__Exercise objective__. Name every outcome that the text about the OPTIMUM study reports as superior in the ponesimod-treated group.

__Given text__.
▼

Annualized relapse rate reduction, fatigue, magnetic resonance imaging activity, brain volume loss, and no evidence of disease activity status were all superior in the ponesimod-treated group.
Ludwig Kappos, MD
Recently published data from the phase 3 OPTIMUM study (NCT02425644) revealed that treatment with ponesimod (Ponvory; Janssen Pharmaceutical) is superior to teriflunomide (Aubagio; Sanofi) across a number of outcomes excluding confirmed disability accumulation (CDA) in patients with multiple sclerosis (MS).1
The fully published data come less than a month after the FDA approved ponesimod for the treatment of adults with relapsing multiple sclerosis (MS).2 Led by Ludwig Kappos, MD, professor of neurology, University of Basel, the results of the study were scheduled to be presented at the American Academy of Neurology (AAN) 2020 Annual Meeting, which was canceled due to the COVID-19 pandemic.

▲

__Dataset extract__.
▼

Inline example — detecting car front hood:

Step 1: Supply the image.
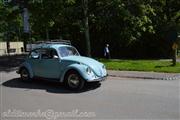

▲

__Exercise result__.
- Annualized relapse rate reduction
- Fatigue
- Magnetic resonance imaging activity
- Brain volume loss
- No evidence of disease activity status